:: Problem to work on ::
Arrange every line of the listing below as a Markdown table with two columns, No. and Line, numbering the rows in order and omitting blank lines.

:: Provided data ::
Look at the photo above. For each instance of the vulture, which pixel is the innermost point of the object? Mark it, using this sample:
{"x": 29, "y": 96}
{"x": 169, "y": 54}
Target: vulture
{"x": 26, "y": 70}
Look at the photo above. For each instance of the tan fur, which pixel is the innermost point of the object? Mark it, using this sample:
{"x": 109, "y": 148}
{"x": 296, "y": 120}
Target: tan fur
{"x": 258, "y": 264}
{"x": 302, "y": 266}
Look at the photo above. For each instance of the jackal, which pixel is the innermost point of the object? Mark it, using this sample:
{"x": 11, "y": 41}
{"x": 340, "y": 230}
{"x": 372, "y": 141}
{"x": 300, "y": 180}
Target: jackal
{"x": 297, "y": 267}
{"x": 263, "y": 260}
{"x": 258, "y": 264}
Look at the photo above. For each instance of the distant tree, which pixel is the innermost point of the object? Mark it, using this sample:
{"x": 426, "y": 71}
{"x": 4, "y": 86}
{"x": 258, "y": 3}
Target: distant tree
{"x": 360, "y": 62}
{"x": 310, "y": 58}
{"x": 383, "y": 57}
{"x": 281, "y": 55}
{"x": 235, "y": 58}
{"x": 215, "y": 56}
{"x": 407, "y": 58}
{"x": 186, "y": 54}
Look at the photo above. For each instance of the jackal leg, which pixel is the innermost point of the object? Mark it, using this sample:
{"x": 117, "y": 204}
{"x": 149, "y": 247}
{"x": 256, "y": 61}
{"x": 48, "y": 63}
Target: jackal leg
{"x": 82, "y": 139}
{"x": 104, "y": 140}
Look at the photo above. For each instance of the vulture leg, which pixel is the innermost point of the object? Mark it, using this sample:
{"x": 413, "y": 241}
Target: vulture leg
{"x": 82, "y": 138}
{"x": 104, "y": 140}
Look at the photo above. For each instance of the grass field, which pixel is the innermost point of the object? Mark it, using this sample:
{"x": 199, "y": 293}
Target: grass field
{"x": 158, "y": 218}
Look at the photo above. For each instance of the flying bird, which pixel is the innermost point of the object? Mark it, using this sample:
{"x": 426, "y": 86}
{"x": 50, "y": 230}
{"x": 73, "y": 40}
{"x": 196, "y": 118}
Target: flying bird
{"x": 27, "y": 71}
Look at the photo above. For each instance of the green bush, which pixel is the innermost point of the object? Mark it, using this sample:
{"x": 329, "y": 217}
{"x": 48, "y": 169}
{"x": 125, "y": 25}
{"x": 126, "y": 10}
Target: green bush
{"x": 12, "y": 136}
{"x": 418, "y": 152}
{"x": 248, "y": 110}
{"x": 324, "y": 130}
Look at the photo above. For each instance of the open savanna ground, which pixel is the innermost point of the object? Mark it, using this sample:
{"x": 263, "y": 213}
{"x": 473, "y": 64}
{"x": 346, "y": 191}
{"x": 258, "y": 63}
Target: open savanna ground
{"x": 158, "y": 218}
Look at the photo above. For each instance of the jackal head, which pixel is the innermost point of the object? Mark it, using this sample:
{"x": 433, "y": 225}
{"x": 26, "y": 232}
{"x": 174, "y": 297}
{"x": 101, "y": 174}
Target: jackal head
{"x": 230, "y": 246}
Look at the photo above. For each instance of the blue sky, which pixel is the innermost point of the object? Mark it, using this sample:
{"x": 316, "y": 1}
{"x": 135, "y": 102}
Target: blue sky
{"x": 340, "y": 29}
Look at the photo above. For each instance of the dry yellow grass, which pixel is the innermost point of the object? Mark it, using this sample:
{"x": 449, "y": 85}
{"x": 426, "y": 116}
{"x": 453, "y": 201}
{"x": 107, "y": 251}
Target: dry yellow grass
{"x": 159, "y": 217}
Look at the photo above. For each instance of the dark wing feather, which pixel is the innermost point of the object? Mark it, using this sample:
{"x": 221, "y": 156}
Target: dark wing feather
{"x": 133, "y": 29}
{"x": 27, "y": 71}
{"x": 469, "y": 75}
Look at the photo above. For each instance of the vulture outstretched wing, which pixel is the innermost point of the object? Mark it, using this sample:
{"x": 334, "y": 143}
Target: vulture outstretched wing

:: Task solution ::
| No. | Line |
|---|---|
| 1 | Look at the photo above. For each instance of the vulture, which pixel is the innermost point of the object? Mark it, using this sample: |
| 2 | {"x": 29, "y": 96} |
| 3 | {"x": 169, "y": 54} |
| 4 | Target: vulture |
| 5 | {"x": 26, "y": 70} |
| 6 | Look at the photo above. For each instance of the tan fur, which pixel is the innermost point of the object? Mark it, using this sample: |
| 7 | {"x": 109, "y": 148} |
| 8 | {"x": 296, "y": 120} |
| 9 | Target: tan fur |
| 10 | {"x": 258, "y": 264} |
| 11 | {"x": 302, "y": 266} |
| 12 | Look at the photo above. For each instance of the jackal, which pixel is the innermost point of the object? Mark it, using this sample: |
| 13 | {"x": 11, "y": 41} |
| 14 | {"x": 340, "y": 230} |
| 15 | {"x": 372, "y": 141} |
| 16 | {"x": 300, "y": 180} |
| 17 | Target: jackal |
| 18 | {"x": 297, "y": 267} |
| 19 | {"x": 263, "y": 260} |
| 20 | {"x": 258, "y": 264} |
| 21 | Look at the photo above. For each instance of the distant tree, which pixel is the innermost point of the object? Mark it, using this sample: |
| 22 | {"x": 426, "y": 71} |
| 23 | {"x": 4, "y": 86} |
| 24 | {"x": 258, "y": 3} |
| 25 | Target: distant tree |
| 26 | {"x": 360, "y": 62} |
| 27 | {"x": 310, "y": 58} |
| 28 | {"x": 383, "y": 57} |
| 29 | {"x": 281, "y": 55} |
| 30 | {"x": 235, "y": 58} |
| 31 | {"x": 215, "y": 56} |
| 32 | {"x": 407, "y": 58} |
| 33 | {"x": 186, "y": 54} |
| 34 | Look at the photo above. For each instance of the jackal leg, which pixel is the innermost point of the object? Mark it, using this sample: |
| 35 | {"x": 117, "y": 204} |
| 36 | {"x": 149, "y": 247} |
| 37 | {"x": 256, "y": 61} |
| 38 | {"x": 48, "y": 63} |
| 39 | Target: jackal leg |
| 40 | {"x": 82, "y": 139} |
| 41 | {"x": 104, "y": 140} |
| 42 | Look at the photo above. For each instance of the vulture leg, which pixel is the innermost point of the object? Mark it, using this sample: |
| 43 | {"x": 413, "y": 241} |
| 44 | Target: vulture leg |
| 45 | {"x": 82, "y": 138} |
| 46 | {"x": 104, "y": 140} |
| 47 | Look at the photo above. For each instance of the grass field, which pixel is the innermost point of the object? Mark it, using this sample: |
| 48 | {"x": 199, "y": 293} |
| 49 | Target: grass field |
| 50 | {"x": 158, "y": 218} |
| 51 | Look at the photo above. For each instance of the flying bird, which pixel is the innermost point of the object? Mark it, using this sample: |
| 52 | {"x": 426, "y": 86} |
| 53 | {"x": 50, "y": 230} |
| 54 | {"x": 73, "y": 40} |
| 55 | {"x": 196, "y": 118} |
| 56 | Target: flying bird |
| 57 | {"x": 27, "y": 71} |
| 58 | Look at the photo above. For each instance of the green bush, which pixel is the innermost point of the object? Mark it, using this sample: |
| 59 | {"x": 329, "y": 217} |
| 60 | {"x": 48, "y": 169} |
| 61 | {"x": 125, "y": 25} |
| 62 | {"x": 126, "y": 10} |
| 63 | Target: green bush |
| 64 | {"x": 12, "y": 136} |
| 65 | {"x": 418, "y": 152} |
| 66 | {"x": 248, "y": 110} |
| 67 | {"x": 324, "y": 130} |
| 68 | Look at the photo above. For each instance of the open savanna ground, which pixel is the innermost point of the object? Mark it, using this sample: |
| 69 | {"x": 263, "y": 213} |
| 70 | {"x": 473, "y": 64} |
| 71 | {"x": 346, "y": 191} |
| 72 | {"x": 258, "y": 63} |
| 73 | Target: open savanna ground |
| 74 | {"x": 158, "y": 218} |
| 75 | Look at the photo above. For each instance of the jackal head, which pixel is the innermost point of the object? Mark it, using this sample: |
| 76 | {"x": 433, "y": 225} |
| 77 | {"x": 26, "y": 232} |
| 78 | {"x": 174, "y": 297} |
| 79 | {"x": 101, "y": 174} |
| 80 | Target: jackal head |
| 81 | {"x": 230, "y": 246} |
| 82 | Look at the photo above. For each instance of the blue sky, which pixel is the innermost point of the object? Mark it, using this sample: |
| 83 | {"x": 316, "y": 1} |
| 84 | {"x": 135, "y": 102} |
| 85 | Target: blue sky |
| 86 | {"x": 340, "y": 29} |
| 87 | Look at the photo above. For each instance of the dry yellow grass, which pixel is the innermost point of the object? Mark it, using this sample: |
| 88 | {"x": 449, "y": 85} |
| 89 | {"x": 426, "y": 116} |
| 90 | {"x": 453, "y": 201} |
| 91 | {"x": 107, "y": 251} |
| 92 | Target: dry yellow grass |
| 93 | {"x": 159, "y": 217} |
| 94 | Look at the photo above. For each instance of the dark wing feather, which pixel is the innermost point of the object? Mark it, using this sample: |
| 95 | {"x": 221, "y": 156} |
| 96 | Target: dark wing feather |
| 97 | {"x": 133, "y": 29} |
| 98 | {"x": 27, "y": 71} |
| 99 | {"x": 469, "y": 75} |
| 100 | Look at the photo above. For each instance of the vulture outstretched wing, which pixel is the innermost point of the object? Mark it, using this sample: |
| 101 | {"x": 334, "y": 143} |
| 102 | Target: vulture outstretched wing |